### Your task
Which lines should be repeated? Exactly the one containing "Detect metal door" and every line after it through the end of the entries below.

Items from a dataset
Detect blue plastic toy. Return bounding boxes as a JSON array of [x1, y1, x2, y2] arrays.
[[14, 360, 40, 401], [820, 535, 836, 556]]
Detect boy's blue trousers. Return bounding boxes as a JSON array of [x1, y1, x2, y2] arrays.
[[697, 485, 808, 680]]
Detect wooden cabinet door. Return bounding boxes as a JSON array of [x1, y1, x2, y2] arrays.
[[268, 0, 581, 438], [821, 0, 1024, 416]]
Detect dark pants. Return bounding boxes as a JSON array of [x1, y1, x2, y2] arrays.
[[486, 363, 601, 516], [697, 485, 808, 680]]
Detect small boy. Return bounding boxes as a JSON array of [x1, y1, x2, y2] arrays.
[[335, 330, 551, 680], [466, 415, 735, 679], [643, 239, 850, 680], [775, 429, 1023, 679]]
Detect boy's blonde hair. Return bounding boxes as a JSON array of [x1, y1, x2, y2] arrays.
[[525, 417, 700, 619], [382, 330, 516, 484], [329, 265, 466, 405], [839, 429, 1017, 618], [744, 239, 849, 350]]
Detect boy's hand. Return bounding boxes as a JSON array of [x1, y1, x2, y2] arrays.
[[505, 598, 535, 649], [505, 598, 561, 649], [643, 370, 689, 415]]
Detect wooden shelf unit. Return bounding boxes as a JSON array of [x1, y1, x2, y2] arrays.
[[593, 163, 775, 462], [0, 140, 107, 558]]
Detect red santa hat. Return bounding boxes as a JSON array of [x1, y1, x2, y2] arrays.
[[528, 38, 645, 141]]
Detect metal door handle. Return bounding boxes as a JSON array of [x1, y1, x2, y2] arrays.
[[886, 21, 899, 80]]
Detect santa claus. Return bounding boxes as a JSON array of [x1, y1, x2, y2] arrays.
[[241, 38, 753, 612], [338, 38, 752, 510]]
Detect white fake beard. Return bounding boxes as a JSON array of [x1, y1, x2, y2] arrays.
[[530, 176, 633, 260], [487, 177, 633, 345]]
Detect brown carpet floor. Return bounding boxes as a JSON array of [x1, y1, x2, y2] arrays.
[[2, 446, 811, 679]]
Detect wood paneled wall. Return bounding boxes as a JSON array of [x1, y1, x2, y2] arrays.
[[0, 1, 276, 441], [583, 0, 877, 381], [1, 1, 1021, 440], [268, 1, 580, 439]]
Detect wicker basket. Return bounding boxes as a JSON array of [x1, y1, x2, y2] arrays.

### Written response
Detect metal door handle. Return bounding boxes as a JSON array of [x1, y1, x2, y2] arrays.
[[886, 21, 899, 80]]
Detect santa claus. Return bounding boxes as a JSON array of [x1, y1, x2, y2] arrays.
[[241, 38, 753, 612], [338, 38, 752, 510]]
Detect white fake beard. Return bounding boxes as a JSON array of [x1, y1, x2, y2] arrays.
[[530, 176, 633, 260], [487, 177, 633, 345]]
Detect brown carpet floor. Return bounding boxes as a JSON array of [x1, y1, x2, y2] arrays.
[[2, 446, 811, 679]]
Detect wood paneled wall. Return bounding boxes as a JSON array of [x1, y1, x2, y2] arrays.
[[0, 1, 276, 441], [583, 0, 877, 381], [1, 1, 1021, 440], [268, 1, 580, 439]]
Detect wicker basket. Return bounding boxes as a JSON array of [x1, y1, x2, y2] arrays.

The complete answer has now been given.